ACTIVITY LIST
(1) In the article about the Vietnam monument rededication, how many people came to hear Hoffman tell the stories of the McKeesport 23?
(2) Please reproduce a passage from the article about the Vietnam monument rededication, starting with the words "Janet and Barry" and ending after "tablet. (Tube City Almanac photo)", and substitute "memorial" for "monument".

SUPPLIED TEXT
Monument to city’s Vietnam casualties rededicated at Heritage Center

By Jason Togyer
The Tube City Almanac
May 13, 2023
Posted in: McKeesport and Region News

Janet and Barry Wagner of White Oak examine the monument to the McKeesport 23 following Saturday’s rededication ceremony on the lawn of McKeesport Regional History & Heritage Center. Wagner’s first husband, U.S. Army Capt. Terry Martell, is one of the local soldiers killed in action in Vietnam whose name appears on the tablet. (Tube City Almanac photo)


U.S. Army Pfc. Denny Pliska was engaged to be married to his girlfriend just a few days before he was deployed to Vietnam. He was saving his combat pay to buy a Corvette when he got back to McKeesport.

Pliska didn’t make it home. He was killed in action only six days after fellow Army Pfc. Mike Nemchick — who, like Pliska, was an alumnus of McKeesport Vocational High School — also became a casualty of the Vietnam War.

Nemchick, said Joe Hoffman, former White Oak police chief, had planned to go to college on the GI Bill when he returned to McKeesport. He wanted to become a physical education teacher, Hoffman said, and work with Sam LaRosa at the McKeesport Boys Club. Nemchick, who was killed by a sniper on Feb. 22, 1966, never got the chance.

Those were just two of the stories of the McKeesport 23 — former city residents who were killed in the Vietnam War between 1965 and 1971 — that Hoffman shared on Saturday during a ceremony rededicating a monument in their memory.

A standing-room only crowd that included veterans, family members and childhood friends of the city’s 23 Vietnam casualties attended Saturday’s ceremony. (Tube City Almanac photo)


More than 300 people — many of them relatives or childhood friends of the McKeesport 23 — overflowed the Boycott Room at McKeesport Regional History & Heritage Center in Renziehausen Park to hear Hoffman tell their stories.

Air Force Junior ROTC cadets from McKeesport Area High School served as color guard and the Rev. William Meekins Jr., lead pastor of the McKeesport Area Shared Ministry of the United Methodist Church, offered the invocation.

City Administrator Tom Maglicco, a U.S. Army veteran of the U.S.-Iraq War, opened Saturday’s event. Jennifer Vertullo, vice president of the Heritage Center board, and McKeesport Mayor Michael Cherepko also spoke, along with Donn Nemchick, a U.S. Navy veteran and cousin of Michael Nemchick.

DATA EXCERPT
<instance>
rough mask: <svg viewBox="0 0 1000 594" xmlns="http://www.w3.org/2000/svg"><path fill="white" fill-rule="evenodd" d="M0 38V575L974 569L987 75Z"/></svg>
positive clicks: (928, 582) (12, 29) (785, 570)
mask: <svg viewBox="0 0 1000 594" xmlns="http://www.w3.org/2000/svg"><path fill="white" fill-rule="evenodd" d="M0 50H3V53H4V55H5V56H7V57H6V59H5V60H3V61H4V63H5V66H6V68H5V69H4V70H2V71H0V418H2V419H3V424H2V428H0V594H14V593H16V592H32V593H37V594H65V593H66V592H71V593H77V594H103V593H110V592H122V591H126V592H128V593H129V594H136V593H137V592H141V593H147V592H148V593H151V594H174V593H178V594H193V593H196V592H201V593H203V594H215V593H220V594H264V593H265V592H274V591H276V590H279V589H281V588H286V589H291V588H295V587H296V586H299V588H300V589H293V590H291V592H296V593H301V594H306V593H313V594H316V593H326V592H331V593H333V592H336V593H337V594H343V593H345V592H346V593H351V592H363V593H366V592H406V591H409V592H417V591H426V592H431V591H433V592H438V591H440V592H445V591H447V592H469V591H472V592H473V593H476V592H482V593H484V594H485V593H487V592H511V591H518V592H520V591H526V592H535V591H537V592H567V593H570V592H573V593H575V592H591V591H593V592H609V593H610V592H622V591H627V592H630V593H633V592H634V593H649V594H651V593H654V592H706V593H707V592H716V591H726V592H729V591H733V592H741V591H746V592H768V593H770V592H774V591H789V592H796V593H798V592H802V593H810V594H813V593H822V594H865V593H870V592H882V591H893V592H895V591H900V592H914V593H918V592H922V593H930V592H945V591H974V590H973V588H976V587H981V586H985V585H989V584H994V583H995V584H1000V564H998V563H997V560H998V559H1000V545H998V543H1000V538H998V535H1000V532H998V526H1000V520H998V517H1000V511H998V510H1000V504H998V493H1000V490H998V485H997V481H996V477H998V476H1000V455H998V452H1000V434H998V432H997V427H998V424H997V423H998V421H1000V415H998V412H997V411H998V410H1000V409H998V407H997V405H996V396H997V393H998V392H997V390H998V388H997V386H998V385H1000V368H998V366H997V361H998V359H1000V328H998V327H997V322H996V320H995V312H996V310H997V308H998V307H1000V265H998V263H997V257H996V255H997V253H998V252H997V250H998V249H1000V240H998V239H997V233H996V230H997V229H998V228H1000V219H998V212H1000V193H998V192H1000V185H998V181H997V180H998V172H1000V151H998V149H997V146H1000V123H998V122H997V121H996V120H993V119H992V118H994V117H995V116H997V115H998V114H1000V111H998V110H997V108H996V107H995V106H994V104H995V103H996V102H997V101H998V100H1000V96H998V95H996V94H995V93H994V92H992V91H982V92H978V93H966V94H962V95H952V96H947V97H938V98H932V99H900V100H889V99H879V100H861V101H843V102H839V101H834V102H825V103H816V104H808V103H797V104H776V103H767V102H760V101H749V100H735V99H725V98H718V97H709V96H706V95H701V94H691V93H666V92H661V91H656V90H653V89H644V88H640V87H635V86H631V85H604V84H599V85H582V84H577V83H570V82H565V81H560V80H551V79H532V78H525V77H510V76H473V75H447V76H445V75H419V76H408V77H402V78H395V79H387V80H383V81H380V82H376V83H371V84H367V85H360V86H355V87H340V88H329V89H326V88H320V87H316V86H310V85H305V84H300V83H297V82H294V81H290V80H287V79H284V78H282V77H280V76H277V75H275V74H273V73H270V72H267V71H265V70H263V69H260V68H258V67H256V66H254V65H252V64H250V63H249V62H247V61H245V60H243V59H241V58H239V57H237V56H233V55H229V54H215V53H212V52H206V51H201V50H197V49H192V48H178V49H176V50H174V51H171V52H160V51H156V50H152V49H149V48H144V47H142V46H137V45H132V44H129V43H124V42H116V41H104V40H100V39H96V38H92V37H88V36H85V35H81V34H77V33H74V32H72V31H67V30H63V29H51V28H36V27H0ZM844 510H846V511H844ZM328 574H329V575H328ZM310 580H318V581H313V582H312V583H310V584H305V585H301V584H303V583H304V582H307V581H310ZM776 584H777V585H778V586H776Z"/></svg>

ACTIVITY ANSWERS
(1) More than 300 people.

(2)
Janet and Barry Wagner of White Oak examine the memorial to the McKeesport 23 following Saturday’s rededication ceremony on the lawn of McKeesport Regional History & Heritage Center. Wagner’s first husband, U.S. Army Capt. Terry Martell, is one of the local soldiers killed in action in Vietnam whose name appears on the tablet. (Tube City Almanac photo)